[EXERCISE AIM] Copy the data below line for line, without changing anything.

>> BEGIN INPUT DATA

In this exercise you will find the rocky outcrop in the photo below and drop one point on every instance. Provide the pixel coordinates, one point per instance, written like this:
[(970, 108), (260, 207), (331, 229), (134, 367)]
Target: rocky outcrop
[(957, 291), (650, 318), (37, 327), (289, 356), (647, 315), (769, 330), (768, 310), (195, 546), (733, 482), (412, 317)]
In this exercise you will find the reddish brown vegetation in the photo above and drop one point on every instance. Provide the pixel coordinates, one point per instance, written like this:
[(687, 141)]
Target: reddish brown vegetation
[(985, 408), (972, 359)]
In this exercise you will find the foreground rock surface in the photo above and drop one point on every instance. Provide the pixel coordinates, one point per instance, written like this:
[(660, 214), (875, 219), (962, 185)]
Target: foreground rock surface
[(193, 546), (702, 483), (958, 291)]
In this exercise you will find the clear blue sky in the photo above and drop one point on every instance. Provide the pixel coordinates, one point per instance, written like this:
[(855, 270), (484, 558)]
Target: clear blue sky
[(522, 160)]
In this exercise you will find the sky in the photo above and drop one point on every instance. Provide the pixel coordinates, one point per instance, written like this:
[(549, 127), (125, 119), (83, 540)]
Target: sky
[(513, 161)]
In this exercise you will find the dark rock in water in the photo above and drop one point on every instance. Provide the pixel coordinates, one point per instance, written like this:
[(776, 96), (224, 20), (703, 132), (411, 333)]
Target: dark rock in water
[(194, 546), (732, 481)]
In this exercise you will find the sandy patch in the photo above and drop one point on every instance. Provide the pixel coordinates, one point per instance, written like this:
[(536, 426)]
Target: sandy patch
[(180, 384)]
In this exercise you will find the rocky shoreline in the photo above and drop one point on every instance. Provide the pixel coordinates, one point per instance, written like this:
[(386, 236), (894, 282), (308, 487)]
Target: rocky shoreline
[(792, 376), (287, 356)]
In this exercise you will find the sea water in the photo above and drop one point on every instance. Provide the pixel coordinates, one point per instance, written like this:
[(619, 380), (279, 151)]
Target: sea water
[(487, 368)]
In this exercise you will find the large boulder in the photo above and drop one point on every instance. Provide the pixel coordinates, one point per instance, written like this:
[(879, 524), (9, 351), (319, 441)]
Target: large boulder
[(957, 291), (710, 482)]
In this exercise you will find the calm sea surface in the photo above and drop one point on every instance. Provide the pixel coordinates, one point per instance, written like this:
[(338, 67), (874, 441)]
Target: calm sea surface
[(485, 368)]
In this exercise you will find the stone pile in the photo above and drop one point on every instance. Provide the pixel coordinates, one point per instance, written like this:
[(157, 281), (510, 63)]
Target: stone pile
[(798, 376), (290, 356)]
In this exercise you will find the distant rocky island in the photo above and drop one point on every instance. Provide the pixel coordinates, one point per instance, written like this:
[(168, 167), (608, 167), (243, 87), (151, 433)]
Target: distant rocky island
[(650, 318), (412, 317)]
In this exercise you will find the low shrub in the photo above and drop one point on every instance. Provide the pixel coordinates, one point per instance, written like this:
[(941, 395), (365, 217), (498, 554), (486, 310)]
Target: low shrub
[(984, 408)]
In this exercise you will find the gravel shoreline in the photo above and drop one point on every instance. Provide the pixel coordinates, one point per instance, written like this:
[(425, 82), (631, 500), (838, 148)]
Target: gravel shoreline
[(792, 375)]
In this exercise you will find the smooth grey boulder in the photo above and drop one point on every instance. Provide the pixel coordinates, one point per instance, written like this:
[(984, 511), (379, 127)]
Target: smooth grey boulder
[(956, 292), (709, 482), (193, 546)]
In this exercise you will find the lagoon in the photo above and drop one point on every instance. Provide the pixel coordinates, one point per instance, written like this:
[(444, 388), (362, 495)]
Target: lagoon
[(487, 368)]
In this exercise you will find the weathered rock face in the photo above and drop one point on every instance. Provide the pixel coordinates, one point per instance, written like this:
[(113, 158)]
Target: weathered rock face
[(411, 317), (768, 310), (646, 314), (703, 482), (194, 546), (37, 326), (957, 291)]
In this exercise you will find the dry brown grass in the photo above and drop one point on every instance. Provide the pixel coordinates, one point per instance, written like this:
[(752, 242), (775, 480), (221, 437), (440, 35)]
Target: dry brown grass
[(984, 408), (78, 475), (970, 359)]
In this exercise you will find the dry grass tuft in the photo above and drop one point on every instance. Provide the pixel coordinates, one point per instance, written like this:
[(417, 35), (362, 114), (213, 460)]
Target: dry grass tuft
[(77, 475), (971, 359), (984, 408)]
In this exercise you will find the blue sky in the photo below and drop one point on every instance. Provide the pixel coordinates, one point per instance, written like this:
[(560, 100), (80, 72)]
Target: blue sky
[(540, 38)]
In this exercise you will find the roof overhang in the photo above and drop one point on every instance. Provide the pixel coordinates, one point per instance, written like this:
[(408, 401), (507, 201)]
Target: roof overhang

>> END INPUT DATA

[WRITTEN RESPONSE]
In this exercise you will find the rocky outcrop in the photo below and drop one point on every instance. Provide the pixel coordinates, one point per instance, written like this:
[(970, 108), (260, 207), (331, 229), (134, 367)]
Target: rocky outcrop
[(957, 291), (650, 318), (37, 327), (289, 356), (647, 315), (769, 330), (768, 310), (195, 546), (733, 482), (412, 317)]
In this exercise you will find the reddish brown vegetation in the photo above and drop one point on every instance. Provide the pixel coordinates, one point per instance, written like this:
[(687, 141)]
Target: reddish brown vegetation
[(985, 408), (972, 359)]
In this exercise you will find the foreground rock surface in the photo above and drop one point on every instance. Provide the pixel coordinates, one point per instance, written like this:
[(660, 214), (875, 219), (962, 185)]
Target: foreground rock surface
[(193, 546), (702, 483), (958, 291)]
In this exercise you will find the clear blue sky in the photo above and drop one point on every instance. Provide the pixel coordinates, one point per instance, written like this:
[(855, 270), (484, 558)]
Target: clear blue sky
[(522, 160)]
In this exercise you will find the sky in the photo above and drop one point on every instance. Provide the pixel coordinates, one point per instance, written like this:
[(549, 127), (125, 119), (83, 540)]
Target: sky
[(513, 161)]
In this exercise you will find the dark rock in water in the photo above and drop one point on every instance. Provide the pixel coordinates, one point per instance, written like this:
[(776, 96), (224, 20), (703, 132), (411, 333)]
Target: dark rock in water
[(194, 546), (732, 481)]
In this exercise you will find the sandy patch in the photo above and drop one point on every instance. Provide the pixel coordinates, one point per instance, written like this:
[(536, 426)]
Target: sandy patch
[(180, 384)]
In this exercise you will find the rocky shoreline in the photo above and drop one point on every instance. Provide the pixel coordinates, one point per instance, written like this:
[(386, 236), (894, 282), (308, 487)]
Target: rocky shoreline
[(792, 376), (287, 356)]
In this exercise you will find the sea water in the photo above and drop one point on every instance. Provide the pixel coordinates, one point per instance, written like this:
[(619, 380), (279, 151)]
Target: sea water
[(487, 368)]
In this exercise you will find the large boulder in the photo above and drop one point on every instance. Provide the pixel coordinates, one point per instance, written like this:
[(879, 524), (9, 351), (319, 441)]
Target: large boulder
[(957, 291), (710, 482)]
In this exercise you will find the calm sea surface in the photo above and drop one point on every instance. Provide the pixel coordinates, one point per instance, written like this:
[(338, 67), (874, 441)]
Target: calm sea surface
[(485, 368)]
In this exercise you will find the stone pile in the photo above and drop one point on every instance. Provide the pixel coordinates, one point per instance, written like this:
[(157, 281), (510, 63)]
Target: stone pile
[(798, 376), (290, 356)]
In this exercise you will find the distant rocky island in the photo above and drop one point on every instance. Provide the pixel coordinates, one point per instance, written like this:
[(168, 167), (608, 167), (243, 87), (151, 433)]
Target: distant rocky island
[(650, 318), (412, 317)]
In this exercise you will find the low shrub in the photo above and drop one point on every instance. Provide the pixel coordinates, one point per instance, written like this:
[(941, 395), (365, 217), (498, 554), (486, 310)]
Target: low shrub
[(984, 408)]
In this exercise you will find the gravel shoreline in the photo above and drop one point on every instance. Provide the pixel coordinates, one point per instance, written like this:
[(425, 82), (631, 500), (838, 148)]
Target: gravel shoreline
[(792, 375)]
In this exercise you will find the smooth grey boulder in the photo above and drop one point on every instance. Provide the pixel coordinates, one point per instance, written like this:
[(984, 511), (379, 127)]
Target: smooth grey boulder
[(956, 292), (709, 482), (193, 546)]
In this exercise you will find the lagoon in the photo above and drop one point on every instance. Provide the pixel coordinates, one point per instance, written like this:
[(444, 388), (362, 495)]
Target: lagoon
[(487, 368)]
In this exercise you will find the weathered rock face in the photo above and drop one point on every instance. Provide the pixel coordinates, one point per instance, written like this:
[(113, 158)]
Target: weathered rock face
[(411, 317), (768, 310), (646, 314), (703, 482), (194, 546), (37, 326), (957, 291)]
In this exercise you will find the dry brown grass in the photo above and drop one point on every instance. Provide the pixel coordinates, one point per instance, written like this:
[(752, 242), (775, 480), (221, 437), (440, 35)]
Target: dry brown grass
[(984, 408), (78, 475), (970, 359)]
In this exercise you will find the dry grass tuft in the photo above and drop one point on every instance. Provide the pixel coordinates, one point per instance, written like this:
[(417, 35), (362, 114), (213, 460)]
Target: dry grass tuft
[(77, 475), (971, 359), (984, 408)]
In this exercise you will find the blue sky in the photo below and drop one point on every instance. Provide the pixel coordinates, one point per instance, written like this:
[(560, 100), (80, 72)]
Target: blue sky
[(540, 38)]
In this exercise you will find the roof overhang in the photo above and drop one point on every instance. Provide the pixel coordinates, one point per instance, written like this:
[(408, 401), (507, 201)]
Target: roof overhang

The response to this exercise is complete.